> _Goal of the exercise_: Nothing less than an exact copy of all the records is required.

> _Extracted data entries_:
########################################

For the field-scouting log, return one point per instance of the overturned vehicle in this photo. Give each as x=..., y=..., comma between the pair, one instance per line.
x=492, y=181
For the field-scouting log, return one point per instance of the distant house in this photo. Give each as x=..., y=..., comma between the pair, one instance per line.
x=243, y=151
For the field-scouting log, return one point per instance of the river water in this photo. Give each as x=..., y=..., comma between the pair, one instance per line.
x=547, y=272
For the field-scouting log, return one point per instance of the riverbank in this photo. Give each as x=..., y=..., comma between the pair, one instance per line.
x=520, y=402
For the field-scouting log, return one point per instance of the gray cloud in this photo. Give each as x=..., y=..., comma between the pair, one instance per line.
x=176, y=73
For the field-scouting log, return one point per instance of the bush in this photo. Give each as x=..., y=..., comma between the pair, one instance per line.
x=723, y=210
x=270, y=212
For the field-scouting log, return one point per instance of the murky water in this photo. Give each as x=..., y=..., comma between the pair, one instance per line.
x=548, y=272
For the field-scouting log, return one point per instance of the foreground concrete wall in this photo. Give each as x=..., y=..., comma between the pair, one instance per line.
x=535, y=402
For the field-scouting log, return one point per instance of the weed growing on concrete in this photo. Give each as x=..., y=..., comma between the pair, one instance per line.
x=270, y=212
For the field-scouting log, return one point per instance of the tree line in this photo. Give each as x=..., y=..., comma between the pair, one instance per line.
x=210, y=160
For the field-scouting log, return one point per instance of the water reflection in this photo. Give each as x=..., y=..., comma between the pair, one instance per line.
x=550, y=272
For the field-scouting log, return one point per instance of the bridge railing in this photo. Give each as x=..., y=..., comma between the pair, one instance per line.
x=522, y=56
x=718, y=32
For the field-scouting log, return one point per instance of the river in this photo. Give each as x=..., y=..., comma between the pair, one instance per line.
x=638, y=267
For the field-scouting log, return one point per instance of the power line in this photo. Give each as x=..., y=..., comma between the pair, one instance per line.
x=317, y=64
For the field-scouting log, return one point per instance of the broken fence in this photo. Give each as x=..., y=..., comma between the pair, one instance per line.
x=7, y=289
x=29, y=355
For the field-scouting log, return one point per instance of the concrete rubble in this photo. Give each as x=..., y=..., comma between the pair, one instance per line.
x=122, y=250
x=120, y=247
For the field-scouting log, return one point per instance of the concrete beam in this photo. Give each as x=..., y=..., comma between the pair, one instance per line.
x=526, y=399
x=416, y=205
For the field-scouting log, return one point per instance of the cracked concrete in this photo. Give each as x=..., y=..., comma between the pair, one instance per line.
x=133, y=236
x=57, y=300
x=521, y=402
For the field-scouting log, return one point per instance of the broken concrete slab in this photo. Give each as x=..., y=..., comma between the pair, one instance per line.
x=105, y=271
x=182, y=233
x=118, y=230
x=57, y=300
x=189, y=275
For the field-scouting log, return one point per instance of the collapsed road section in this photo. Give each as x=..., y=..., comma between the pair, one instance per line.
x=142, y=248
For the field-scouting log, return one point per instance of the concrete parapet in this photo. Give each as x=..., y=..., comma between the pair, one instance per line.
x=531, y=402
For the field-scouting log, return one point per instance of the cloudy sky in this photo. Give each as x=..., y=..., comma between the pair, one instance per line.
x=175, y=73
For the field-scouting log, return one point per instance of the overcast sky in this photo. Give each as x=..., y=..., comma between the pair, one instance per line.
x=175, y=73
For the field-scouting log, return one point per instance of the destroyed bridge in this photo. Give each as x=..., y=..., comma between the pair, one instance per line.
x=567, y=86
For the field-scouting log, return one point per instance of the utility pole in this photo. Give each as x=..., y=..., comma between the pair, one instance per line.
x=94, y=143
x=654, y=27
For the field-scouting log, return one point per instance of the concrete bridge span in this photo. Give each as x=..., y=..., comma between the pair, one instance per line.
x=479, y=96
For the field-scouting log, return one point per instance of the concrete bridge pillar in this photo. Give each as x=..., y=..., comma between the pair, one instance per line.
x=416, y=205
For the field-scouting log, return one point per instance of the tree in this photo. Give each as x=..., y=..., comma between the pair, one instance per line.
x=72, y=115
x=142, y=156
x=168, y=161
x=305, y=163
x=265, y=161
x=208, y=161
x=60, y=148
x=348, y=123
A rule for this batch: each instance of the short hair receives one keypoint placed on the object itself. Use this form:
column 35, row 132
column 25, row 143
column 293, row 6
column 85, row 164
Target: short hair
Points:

########################################

> _Finished exercise_:
For the field-scouting log, return one point per instance of the overturned vehicle in this photo. Give each as x=..., y=..., comma between the pair, one instance per line.
x=492, y=181
For the field-scouting log, return one point per instance of the distant house in this photo. Give each as x=..., y=..., comma between the pair, one instance per line.
x=243, y=151
For the field-scouting log, return one point per instance of the river water in this photo. Give each as x=..., y=..., comma between the pair, one instance per line.
x=547, y=272
For the field-scouting log, return one point per instance of the riverbank in this photo. Give each as x=..., y=..., comma between the pair, one instance per line.
x=520, y=402
For the field-scouting log, return one point per instance of the gray cloud in this photo. Give each as x=..., y=..., comma between the pair, one instance per line.
x=176, y=73
For the field-scouting log, return one point per instance of the bush in this photo. Give each as x=..., y=..., comma between the pair, one instance per line.
x=723, y=210
x=270, y=212
For the field-scouting log, return one point per instance of the murky water in this photo. Give each as x=..., y=..., comma between the pair, one instance per line.
x=548, y=272
For the field-scouting log, return one point per instance of the foreground concrete wall in this photo. Give each as x=..., y=..., comma between the pair, one instance per line.
x=535, y=402
For the field-scouting log, return one point per instance of the weed growing on concrete in this photo. Give each as x=..., y=..., comma between the pair, one instance per line.
x=270, y=212
For the field-scouting log, return one point per instance of the tree line in this photo. Give each as x=..., y=..., comma between the pair, one instance per line.
x=210, y=160
For the field-scouting log, return one point per instance of the water reflection in this photo. Give each as x=..., y=..., comma between the pair, one instance per line.
x=550, y=272
For the field-scouting log, return one point per instance of the bridge railing in this photo. Give each as x=..., y=..., comma between the pair, one instance per line.
x=522, y=56
x=718, y=32
For the field-scouting log, return one point per instance of the river in this photo. Give each as x=..., y=..., comma between the pair, one instance per line.
x=638, y=267
For the field-scouting log, return one point per instance of the power line in this photo. Give each as x=..., y=..., comma between the pair, one instance per line.
x=317, y=64
For the field-scouting log, return one point per instance of the broken fence in this photo. Give each as x=..., y=..., comma between the pair, one instance per line.
x=7, y=289
x=29, y=355
For the field-scouting log, return one point per instance of the concrete rubble in this photo. Give each as x=..., y=..., comma between the pair, one instance per line.
x=122, y=250
x=120, y=247
For the field-scouting log, return one point per instance of the concrete beam in this photo. Give each as x=..., y=..., comma between the pair, one instance per line.
x=526, y=399
x=416, y=205
For the field-scouting log, return one point per instance of the cracked concrete in this photo. Give each as x=..., y=..., comma between the pair, one instance per line.
x=133, y=236
x=57, y=300
x=521, y=402
For the field-scouting log, return one point per instance of the broken concrete slab in this photo. Give each as x=..., y=..., comma between the pair, one instance per line.
x=105, y=271
x=182, y=233
x=118, y=230
x=57, y=300
x=189, y=275
For the field-scouting log, return one point per instance of the collapsed road section in this photo. Give each as x=..., y=..., comma between the pair, one instance per line.
x=142, y=248
For the field-scouting log, return one point per instance of the concrete parapet in this photo. Give each as x=..., y=..., comma between the pair, one instance per line.
x=531, y=402
For the field-scouting log, return one point per instance of the cloudy sky in this photo. Give each as x=..., y=..., comma between the pair, one instance per line.
x=175, y=73
For the field-scouting log, return one point per instance of the overcast sky in this photo. Give each as x=..., y=..., comma between the pair, one instance per line.
x=175, y=73
For the field-scouting log, return one point per instance of the destroyed bridge in this photo. Give each as x=..., y=..., comma between the pair, one instance per line.
x=567, y=86
For the field-scouting log, return one point per instance of the utility pole in this photo. Give each as x=..., y=..., comma between the pair, one instance per line.
x=94, y=143
x=654, y=27
For the field-scouting log, return one point per instance of the concrete bridge span in this photo. Give each as x=..., y=..., comma between the pair, one instance per line.
x=479, y=96
For the field-scouting log, return one point per instance of the concrete bridge pillar in this photo. Give each as x=..., y=..., comma between the pair, one instance per line.
x=416, y=205
For the field-scouting log, return one point per instance of the tree in this photo. Give each as x=..., y=..., comma between the pair, one instance per line.
x=72, y=115
x=142, y=156
x=168, y=161
x=305, y=163
x=265, y=161
x=208, y=161
x=60, y=148
x=348, y=123
A rule for this batch: each instance of the short hair receives one keypoint placed on the object itself. Use this form:
column 35, row 132
column 25, row 143
column 293, row 6
column 85, row 164
Target: short hair
Points:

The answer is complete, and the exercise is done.